## [Quoted passage]

#####

Personal information
- Full name: Sergio Manzanera Lloret
- Date of birth: 10 November 1950 (age 75)
- Place of birth: Valencia, Spain
- Height: 1.67 m (5 ft 6 in)
- Position: Forward

Youth career
- Levante

Senior career*
- Years: Team / Apps / (Gls)
- 1968–1970: Levante
- 1970–1975: Valencia / 123 / (11)
- 1975–1977: Racing Santander / 59 / (1)
- Total:  / 182+ / (12+)

= Sergio Manzanera =

Spanish footballer (born 1950)

Sergio Manzanera Lloret (born 10 November 1950), known simply as Sergio as a player, is a Spanish former footballer who played as a forward.

He played 182 La Liga games and scored 12 goals in the league, for Valencia and Racing Santander, and won the league with the former in 1970–71. In September 1975, he and Racing teammate Aitor Agirre were prosecuted in the final weeks of Francoist Spain for protesting against the last use of capital punishment in Spain.

Manzanera retired through injury in 1978, aged 28. He then studied medicine and became a dentist.

==Career==
Born in Valencia, Manzanera came through the youth ranks of Levante in his home city. After winning a regional youth league, he was put in the first team in the Tercera División aged 17, playing two seasons. During the construction of the Estadi Ciutat de València, the team rented Valencia CF's Mestalla Stadium; Valencia manager Alfredo Di Stéfano was impressed by the 19-year-old and paid 1 million Spanish pesetas to sign him from Levante.

In Manzanera's first season at Valencia CF, he won La Liga. On 14 March 1971, he scored an "Olympic goal" from a corner kick in a 4–0 home win over Atlético Bilbao, beating Spanish international goalkeeper José Ángel Iribar. Two weeks later he provided the corner from which José Vicente Forment scored a last-minute winner at home to Celta Vigo in a crucial late fixture.

Feeling that he had not made progress at Valencia, Manzanera left for newly promoted Racing de Santander in 1975. In October 1976, playing away to Burgos, his leg was broken by José Luis Romero, an injury that led to his retirement aged 28 in 1978.

==Black ribbon incident==
On 27 September 1975, in the last weeks of Francisco Franco's life, his regime executed two members of ETA and three of the Revolutionary Antifascist Patriotic Front (FRAP). It was the last use of capital punishment in Spain.

Manzanera and Aitor Agirre were informed of the executions that night by listening to the banned communist pirate radio station Radio España Independiente at Racing's hotel. The pair agreed to make a stand in the following day's game at home to Elche by wearing black ribbons as impromptu black armbands.

#####

## [Material provided]
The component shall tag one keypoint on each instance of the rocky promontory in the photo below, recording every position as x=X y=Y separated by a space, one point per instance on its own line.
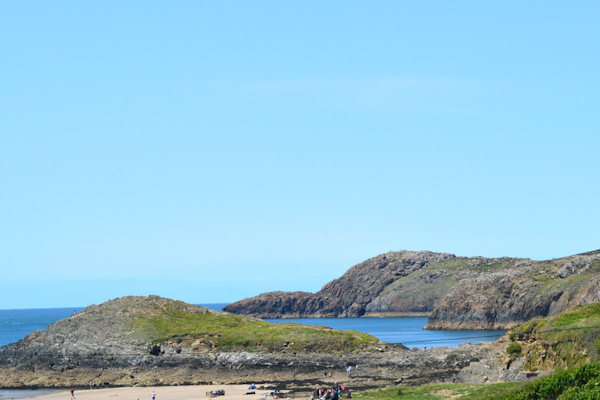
x=456 y=292
x=156 y=341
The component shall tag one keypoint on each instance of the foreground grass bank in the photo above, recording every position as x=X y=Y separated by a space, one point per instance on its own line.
x=566 y=340
x=464 y=391
x=582 y=383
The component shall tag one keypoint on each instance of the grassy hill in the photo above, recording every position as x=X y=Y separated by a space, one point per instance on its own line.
x=566 y=340
x=177 y=322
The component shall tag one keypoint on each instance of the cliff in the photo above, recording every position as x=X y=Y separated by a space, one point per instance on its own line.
x=456 y=292
x=156 y=341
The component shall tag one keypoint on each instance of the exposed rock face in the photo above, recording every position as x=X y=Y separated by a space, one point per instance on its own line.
x=103 y=344
x=457 y=292
x=355 y=293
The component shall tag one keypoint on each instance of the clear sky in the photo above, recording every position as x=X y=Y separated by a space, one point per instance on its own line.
x=210 y=151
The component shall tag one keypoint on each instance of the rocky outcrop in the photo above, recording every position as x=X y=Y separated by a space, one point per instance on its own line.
x=355 y=294
x=456 y=292
x=107 y=344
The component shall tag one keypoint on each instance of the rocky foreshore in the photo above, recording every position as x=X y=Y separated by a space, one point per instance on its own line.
x=124 y=343
x=456 y=292
x=391 y=366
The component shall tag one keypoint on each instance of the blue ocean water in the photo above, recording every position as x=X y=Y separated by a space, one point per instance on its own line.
x=16 y=324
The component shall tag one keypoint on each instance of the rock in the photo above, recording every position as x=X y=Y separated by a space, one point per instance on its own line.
x=105 y=344
x=456 y=292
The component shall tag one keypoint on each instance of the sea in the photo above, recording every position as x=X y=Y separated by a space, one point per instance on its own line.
x=16 y=324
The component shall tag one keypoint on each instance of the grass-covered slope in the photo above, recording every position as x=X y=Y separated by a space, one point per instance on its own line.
x=566 y=340
x=457 y=292
x=582 y=383
x=175 y=321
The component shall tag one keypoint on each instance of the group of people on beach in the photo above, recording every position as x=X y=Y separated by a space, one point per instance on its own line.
x=334 y=393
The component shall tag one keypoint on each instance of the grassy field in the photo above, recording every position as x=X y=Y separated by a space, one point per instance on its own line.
x=180 y=323
x=566 y=340
x=463 y=391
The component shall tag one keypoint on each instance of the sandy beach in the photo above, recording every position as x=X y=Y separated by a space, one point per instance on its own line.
x=232 y=392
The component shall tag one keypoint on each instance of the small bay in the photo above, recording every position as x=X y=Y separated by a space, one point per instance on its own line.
x=16 y=324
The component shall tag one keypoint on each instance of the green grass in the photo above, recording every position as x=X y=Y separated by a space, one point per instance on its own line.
x=464 y=391
x=176 y=322
x=566 y=340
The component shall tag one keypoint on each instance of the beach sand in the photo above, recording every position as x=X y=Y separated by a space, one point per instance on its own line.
x=232 y=392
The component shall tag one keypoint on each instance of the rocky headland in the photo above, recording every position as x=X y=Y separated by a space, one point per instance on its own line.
x=455 y=292
x=152 y=341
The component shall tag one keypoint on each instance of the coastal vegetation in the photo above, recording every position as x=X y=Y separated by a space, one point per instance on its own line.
x=581 y=383
x=176 y=322
x=566 y=340
x=463 y=391
x=456 y=292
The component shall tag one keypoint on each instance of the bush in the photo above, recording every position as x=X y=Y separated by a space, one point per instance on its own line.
x=514 y=348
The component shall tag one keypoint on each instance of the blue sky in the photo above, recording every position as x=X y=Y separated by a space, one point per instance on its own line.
x=210 y=151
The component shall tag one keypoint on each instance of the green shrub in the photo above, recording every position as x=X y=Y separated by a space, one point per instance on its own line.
x=514 y=348
x=578 y=384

#####

## [What you need to do]
Carry on the article about Sergio Manzanera from its last sentence. The rows have no connection to the Sergio Manzanera article.

## [Exercise output]
In the 29th minute of the match, Manzanera assisted the opening goal by Agirre. The Racing fans, from a city with a dominance of right-wing politics, then noted the armbands and booed the pair whenever they touched the ball.

At half-time, plain-clothes police informed the pair that they would be arrested if they did not hand over their armbands; they handed it over, and played the second half in which Agirre scored another goal in a Racing victory. The pair and the club's president were ordered to the police station; the employer made the excuse that the players were mourning the death of one of his predecessors, to which the police pointed out that only two players were doing so and in an unrehearsed manner.

Agirre and Manzanera were both fined 300,000 pesetas for the offence of "disturbing public order". Their mail was intercepted by authorities. The state initiated proceedings under anti-terrorism laws which could have seen the pair imprisoned for five years, but the case was dropped due to the dictator's death and the end of his regime.

Manzanera was threatened by far-right groups such as New Force for his gesture. During the controversy, he slept with a shotgun, which he had acquired legally as a hunter.

==Personal life==
Manzanera, who had already studied chemistry for three years, began a medicine course after retiring from football. He studied one year in Santander and the rest in Málaga, graduating aged 33. After choosing work-related medicine as a specialism, he then entered dentistry.

Manzanera's father, from Cheste, was a postal officer during the Second Spanish Republic. After the Spanish Civil War, he was stripped of his qualifications and purged by Francoist Spain.